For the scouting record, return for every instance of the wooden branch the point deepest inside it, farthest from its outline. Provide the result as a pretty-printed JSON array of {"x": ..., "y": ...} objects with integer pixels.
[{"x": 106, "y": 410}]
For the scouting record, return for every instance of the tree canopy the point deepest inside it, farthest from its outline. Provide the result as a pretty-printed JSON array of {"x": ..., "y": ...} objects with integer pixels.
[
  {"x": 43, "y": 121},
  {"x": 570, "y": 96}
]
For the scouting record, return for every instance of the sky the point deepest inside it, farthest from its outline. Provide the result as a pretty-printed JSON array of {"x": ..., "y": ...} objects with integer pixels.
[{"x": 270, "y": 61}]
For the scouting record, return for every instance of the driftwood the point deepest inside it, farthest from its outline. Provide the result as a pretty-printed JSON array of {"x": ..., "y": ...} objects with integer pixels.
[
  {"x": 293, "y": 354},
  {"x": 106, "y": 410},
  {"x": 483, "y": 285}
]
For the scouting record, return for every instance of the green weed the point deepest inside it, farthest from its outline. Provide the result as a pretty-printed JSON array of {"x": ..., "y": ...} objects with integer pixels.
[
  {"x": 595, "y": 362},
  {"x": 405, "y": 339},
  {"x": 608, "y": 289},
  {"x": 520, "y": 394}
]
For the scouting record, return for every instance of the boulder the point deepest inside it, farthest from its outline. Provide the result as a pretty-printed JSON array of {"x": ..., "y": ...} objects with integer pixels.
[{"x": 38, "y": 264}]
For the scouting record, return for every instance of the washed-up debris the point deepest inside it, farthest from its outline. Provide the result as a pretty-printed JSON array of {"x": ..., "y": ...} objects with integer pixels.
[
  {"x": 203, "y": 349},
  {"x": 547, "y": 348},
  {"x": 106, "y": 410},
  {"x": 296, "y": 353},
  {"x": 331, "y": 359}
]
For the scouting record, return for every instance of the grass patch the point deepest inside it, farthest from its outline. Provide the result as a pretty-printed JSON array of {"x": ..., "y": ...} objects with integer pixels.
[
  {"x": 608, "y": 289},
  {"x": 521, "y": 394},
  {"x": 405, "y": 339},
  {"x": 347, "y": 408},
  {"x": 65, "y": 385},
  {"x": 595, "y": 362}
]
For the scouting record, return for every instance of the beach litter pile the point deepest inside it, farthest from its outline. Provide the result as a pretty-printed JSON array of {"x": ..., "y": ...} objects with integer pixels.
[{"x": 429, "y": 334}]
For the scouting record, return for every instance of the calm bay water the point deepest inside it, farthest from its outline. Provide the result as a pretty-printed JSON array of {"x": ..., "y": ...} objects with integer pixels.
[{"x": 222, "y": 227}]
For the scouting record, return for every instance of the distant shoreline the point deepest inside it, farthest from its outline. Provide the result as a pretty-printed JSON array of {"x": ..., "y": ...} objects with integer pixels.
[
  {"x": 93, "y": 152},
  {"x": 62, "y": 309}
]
────────
■ Try it
Transcribe only the trailing portion of the entries above: the line that contains "of the boulder" and each line after it.

■ Output of the exercise
For the scouting record, return for every instance of the boulder the point deepest inside it, farthest from its outline. Provide the result as a pretty-printed JSON array of {"x": ..., "y": ...} objects with integer pixels.
[{"x": 38, "y": 264}]
For the scouting record, return for every instance of the washed-up debris the point deepest inside it, farthest from its outline. Provide the result as a pretty-printed JSON array of {"x": ..., "y": ...} objects with integer pixels.
[
  {"x": 203, "y": 349},
  {"x": 547, "y": 348},
  {"x": 106, "y": 410},
  {"x": 296, "y": 353},
  {"x": 331, "y": 359}
]
For the scouting record, return for every instance of the grass patch the point deepest inside it, farthest from its outline. Provide the result as a pretty-printed JSON array of {"x": ..., "y": ...} objects with integer pixels.
[
  {"x": 608, "y": 289},
  {"x": 521, "y": 394},
  {"x": 405, "y": 339},
  {"x": 347, "y": 408},
  {"x": 65, "y": 385},
  {"x": 595, "y": 362}
]
For the scouting record, return for every instance of the beach litter pile the point deepest inside it, farthest from its outline. Provide the result as a pretty-printed JSON array of {"x": ..., "y": ...} objects with integer pixels.
[{"x": 429, "y": 334}]
For the scouting record, return for every instance of the calm bay water the point deepest inside it, farthest from its outline. Provide the result as a pretty-printed JSON array of {"x": ..., "y": ...} objects with integer pixels.
[{"x": 222, "y": 227}]
For the scouting record, return for every instance of the distant shoreline the point deepest inside it, farthest from its outline. Provide the result as a pretty-printed JSON array of {"x": ..., "y": ...} objects with integer pixels.
[
  {"x": 93, "y": 152},
  {"x": 62, "y": 309}
]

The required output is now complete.